▶ [Supplied text]
▼
Over a year ago, I volunteered to escort the remains of Marines killed in Iraq should the need arise. The military provides a uniformed escort for all casualties to ensure they are delivered safely to the next of kin and are treated with dignity and respect along the way. Thankfully, I hadn’t been called on to be an escort since Operation Iraqi Freedom began. The first few weeks of April, however, had been a tough month for the Marines.

On the Monday after Easter I was reviewing Department of Defense press releases when I saw that a Private First Class Chance Phelps was killed in action outside of Baghdad. The press release listed his hometown the same town I m from. I notified our Battalion adjutant and told him that, should the duty to escort PFC Phelps fall to our Battalion, I would take him. I didn’t hear back the rest of Monday and all day Tuesday until 1800. The Battalion duty NCO called my cell phone and said I needed to be ready to leave for Dover Air Force Base at 1900 in order to escort the remains of PFC Phelps.

Before leaving for Dover I called the major who had the task of informing Phelps’s parents of his death. The major said the funeral was going to be in Dubois, Wyoming. (It turned out that PFC Phelps only lived in my hometown for his senior year of high school.) I had never been to Wyoming and had never heard of Dubois.
▲
▶ [Your objective] According to the account of escorting PFC Phelps, where was his funeral going to be held?

▶ [Records taken from a collection]
▼
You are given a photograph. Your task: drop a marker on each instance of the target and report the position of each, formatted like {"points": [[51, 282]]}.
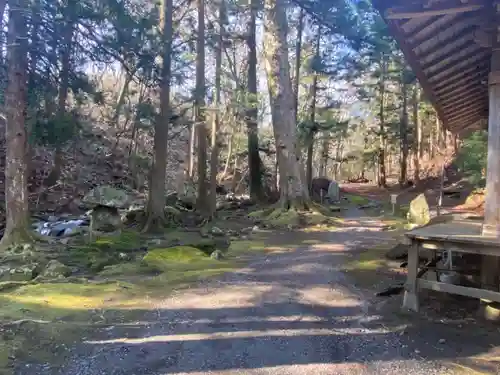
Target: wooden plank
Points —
{"points": [[466, 110], [480, 77], [412, 59], [466, 34], [454, 53], [457, 65], [415, 11], [480, 112], [417, 37], [477, 96], [454, 99], [461, 290], [453, 77], [458, 245], [465, 121]]}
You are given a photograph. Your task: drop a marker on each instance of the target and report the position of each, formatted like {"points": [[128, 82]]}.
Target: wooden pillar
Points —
{"points": [[491, 225]]}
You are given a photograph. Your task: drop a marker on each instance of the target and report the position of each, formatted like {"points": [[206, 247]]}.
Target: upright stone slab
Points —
{"points": [[333, 191], [419, 211]]}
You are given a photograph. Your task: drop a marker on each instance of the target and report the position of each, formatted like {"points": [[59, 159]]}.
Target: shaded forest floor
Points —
{"points": [[288, 299]]}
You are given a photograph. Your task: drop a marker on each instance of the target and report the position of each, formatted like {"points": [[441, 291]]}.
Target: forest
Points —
{"points": [[186, 116], [249, 91]]}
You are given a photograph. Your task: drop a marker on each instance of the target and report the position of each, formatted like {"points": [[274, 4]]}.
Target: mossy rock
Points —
{"points": [[164, 260], [206, 245], [56, 270], [283, 218], [9, 285], [126, 269], [25, 272]]}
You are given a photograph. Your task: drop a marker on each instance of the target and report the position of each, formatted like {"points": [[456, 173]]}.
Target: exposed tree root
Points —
{"points": [[154, 224]]}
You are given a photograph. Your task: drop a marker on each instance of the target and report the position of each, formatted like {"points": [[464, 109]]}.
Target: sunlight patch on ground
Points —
{"points": [[239, 334]]}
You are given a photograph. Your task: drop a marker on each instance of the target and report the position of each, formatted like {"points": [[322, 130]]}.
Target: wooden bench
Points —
{"points": [[463, 236]]}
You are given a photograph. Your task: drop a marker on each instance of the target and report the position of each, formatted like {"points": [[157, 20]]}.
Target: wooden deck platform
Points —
{"points": [[465, 232], [458, 236]]}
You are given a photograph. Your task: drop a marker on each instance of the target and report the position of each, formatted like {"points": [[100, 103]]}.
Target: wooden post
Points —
{"points": [[410, 299], [491, 225]]}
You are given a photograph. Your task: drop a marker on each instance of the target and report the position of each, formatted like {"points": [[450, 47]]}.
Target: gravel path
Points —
{"points": [[290, 313]]}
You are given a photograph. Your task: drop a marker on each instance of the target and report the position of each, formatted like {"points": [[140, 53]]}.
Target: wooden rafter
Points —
{"points": [[412, 61], [458, 64], [466, 71], [461, 92], [439, 41], [464, 36], [459, 84], [477, 98], [454, 53], [476, 115], [461, 109], [465, 111], [419, 36], [441, 9]]}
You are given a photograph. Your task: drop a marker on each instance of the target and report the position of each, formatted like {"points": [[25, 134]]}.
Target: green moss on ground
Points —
{"points": [[356, 199]]}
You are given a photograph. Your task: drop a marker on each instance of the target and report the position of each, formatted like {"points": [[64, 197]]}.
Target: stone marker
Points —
{"points": [[333, 191], [419, 211]]}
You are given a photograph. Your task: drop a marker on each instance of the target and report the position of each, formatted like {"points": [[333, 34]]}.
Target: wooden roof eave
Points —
{"points": [[453, 80]]}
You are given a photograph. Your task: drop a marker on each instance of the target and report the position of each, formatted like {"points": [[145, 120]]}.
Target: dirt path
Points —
{"points": [[290, 313]]}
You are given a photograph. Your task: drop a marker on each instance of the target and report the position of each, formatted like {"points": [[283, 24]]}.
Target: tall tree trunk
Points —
{"points": [[67, 47], [214, 157], [312, 118], [33, 100], [156, 198], [254, 162], [294, 191], [382, 181], [16, 186], [298, 58], [3, 67], [417, 153], [121, 98], [403, 135], [325, 150], [202, 201], [192, 148]]}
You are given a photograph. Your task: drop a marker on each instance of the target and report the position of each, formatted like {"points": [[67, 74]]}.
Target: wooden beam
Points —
{"points": [[466, 99], [459, 92], [415, 34], [467, 118], [461, 107], [461, 290], [464, 33], [465, 110], [450, 54], [466, 107], [475, 78], [412, 59], [397, 13], [459, 64], [453, 77], [419, 36], [463, 94]]}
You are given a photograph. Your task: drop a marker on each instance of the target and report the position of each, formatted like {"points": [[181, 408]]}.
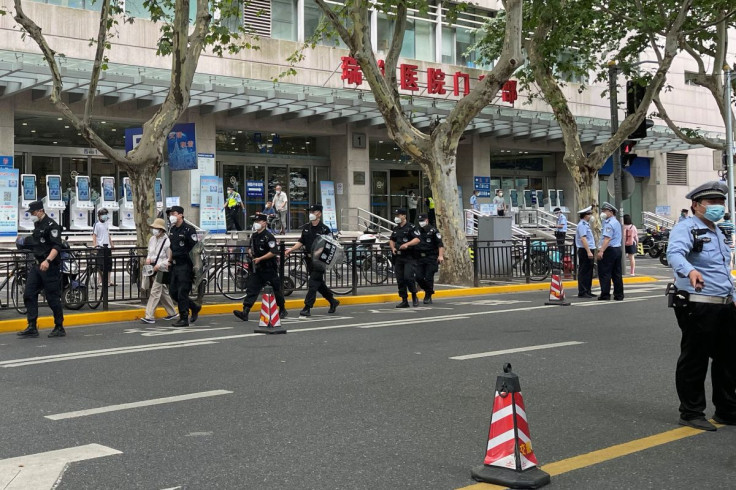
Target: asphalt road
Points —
{"points": [[368, 398]]}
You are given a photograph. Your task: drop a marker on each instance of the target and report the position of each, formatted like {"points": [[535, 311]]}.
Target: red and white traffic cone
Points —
{"points": [[270, 320], [510, 459], [556, 291]]}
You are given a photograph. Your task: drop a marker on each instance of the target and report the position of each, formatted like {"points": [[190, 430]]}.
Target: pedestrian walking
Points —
{"points": [[560, 230], [412, 203], [500, 203], [183, 237], [704, 302], [281, 203], [45, 275], [316, 282], [430, 253], [159, 255], [265, 268], [631, 240], [404, 237], [585, 244], [101, 238], [233, 209], [609, 255]]}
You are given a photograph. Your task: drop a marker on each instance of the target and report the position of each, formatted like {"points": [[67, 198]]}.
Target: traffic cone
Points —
{"points": [[556, 291], [510, 460], [270, 320]]}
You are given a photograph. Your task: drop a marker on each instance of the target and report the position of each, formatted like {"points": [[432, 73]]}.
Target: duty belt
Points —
{"points": [[715, 300]]}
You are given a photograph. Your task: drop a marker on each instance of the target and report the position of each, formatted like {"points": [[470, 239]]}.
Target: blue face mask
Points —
{"points": [[714, 212]]}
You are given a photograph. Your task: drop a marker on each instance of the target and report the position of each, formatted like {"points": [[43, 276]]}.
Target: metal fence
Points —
{"points": [[94, 278]]}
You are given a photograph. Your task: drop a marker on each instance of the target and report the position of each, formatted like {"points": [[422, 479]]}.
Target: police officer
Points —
{"points": [[705, 309], [316, 282], [402, 241], [609, 255], [560, 230], [585, 244], [264, 252], [430, 253], [183, 237], [45, 245]]}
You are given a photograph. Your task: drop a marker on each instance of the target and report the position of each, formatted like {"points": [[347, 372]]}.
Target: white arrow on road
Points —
{"points": [[44, 470]]}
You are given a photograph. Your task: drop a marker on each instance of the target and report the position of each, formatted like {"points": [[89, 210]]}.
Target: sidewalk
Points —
{"points": [[12, 321]]}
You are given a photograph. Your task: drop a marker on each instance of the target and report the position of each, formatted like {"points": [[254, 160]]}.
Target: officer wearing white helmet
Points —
{"points": [[703, 298]]}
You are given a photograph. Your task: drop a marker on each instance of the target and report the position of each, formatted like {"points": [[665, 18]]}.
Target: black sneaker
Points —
{"points": [[333, 306]]}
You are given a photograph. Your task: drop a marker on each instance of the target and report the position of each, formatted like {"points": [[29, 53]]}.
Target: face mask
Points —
{"points": [[714, 212]]}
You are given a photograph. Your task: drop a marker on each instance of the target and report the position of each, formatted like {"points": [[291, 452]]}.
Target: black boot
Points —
{"points": [[243, 315], [30, 332]]}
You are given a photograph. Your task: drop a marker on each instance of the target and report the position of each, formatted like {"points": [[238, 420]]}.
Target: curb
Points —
{"points": [[93, 318]]}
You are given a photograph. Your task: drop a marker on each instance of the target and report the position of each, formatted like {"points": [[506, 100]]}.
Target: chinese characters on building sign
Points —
{"points": [[435, 79]]}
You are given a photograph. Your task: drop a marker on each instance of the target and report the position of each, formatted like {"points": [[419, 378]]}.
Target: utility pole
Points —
{"points": [[729, 141]]}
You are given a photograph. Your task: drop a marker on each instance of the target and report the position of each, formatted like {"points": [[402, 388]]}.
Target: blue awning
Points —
{"points": [[640, 167]]}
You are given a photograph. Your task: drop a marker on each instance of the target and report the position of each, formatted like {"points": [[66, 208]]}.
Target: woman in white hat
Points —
{"points": [[159, 254]]}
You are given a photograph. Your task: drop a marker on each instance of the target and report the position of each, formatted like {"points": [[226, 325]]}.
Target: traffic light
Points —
{"points": [[627, 153], [634, 95]]}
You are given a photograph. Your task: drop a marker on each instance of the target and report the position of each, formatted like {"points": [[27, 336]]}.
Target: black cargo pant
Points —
{"points": [[257, 280], [315, 284], [405, 268], [50, 283], [609, 268], [425, 271], [182, 277], [707, 333]]}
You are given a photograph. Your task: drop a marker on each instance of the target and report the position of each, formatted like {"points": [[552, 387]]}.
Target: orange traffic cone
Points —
{"points": [[510, 460], [556, 291], [270, 320]]}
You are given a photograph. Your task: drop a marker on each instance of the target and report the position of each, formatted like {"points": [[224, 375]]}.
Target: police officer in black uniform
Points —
{"points": [[430, 253], [45, 244], [316, 282], [403, 240], [264, 252], [183, 237]]}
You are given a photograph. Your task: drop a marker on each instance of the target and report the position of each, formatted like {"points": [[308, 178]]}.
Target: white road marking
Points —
{"points": [[43, 471], [144, 403], [512, 351]]}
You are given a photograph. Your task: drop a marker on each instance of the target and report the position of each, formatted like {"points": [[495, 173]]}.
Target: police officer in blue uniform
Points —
{"points": [[45, 244], [404, 237], [183, 237], [430, 253], [585, 245], [316, 282], [609, 255], [264, 252], [704, 306]]}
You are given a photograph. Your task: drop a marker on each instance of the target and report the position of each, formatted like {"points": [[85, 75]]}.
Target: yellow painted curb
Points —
{"points": [[223, 308]]}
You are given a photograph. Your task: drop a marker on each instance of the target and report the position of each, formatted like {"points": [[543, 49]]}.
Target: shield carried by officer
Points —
{"points": [[327, 253]]}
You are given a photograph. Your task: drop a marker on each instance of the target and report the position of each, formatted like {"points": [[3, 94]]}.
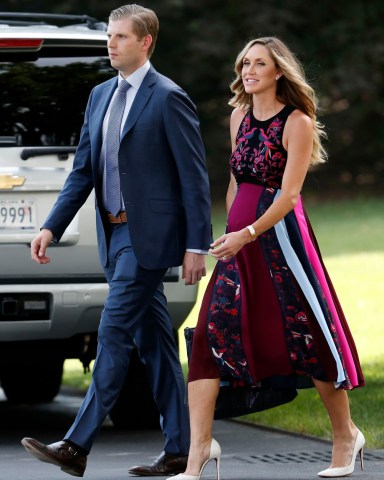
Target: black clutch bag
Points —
▲
▶ [In response] Dubois, Wyoming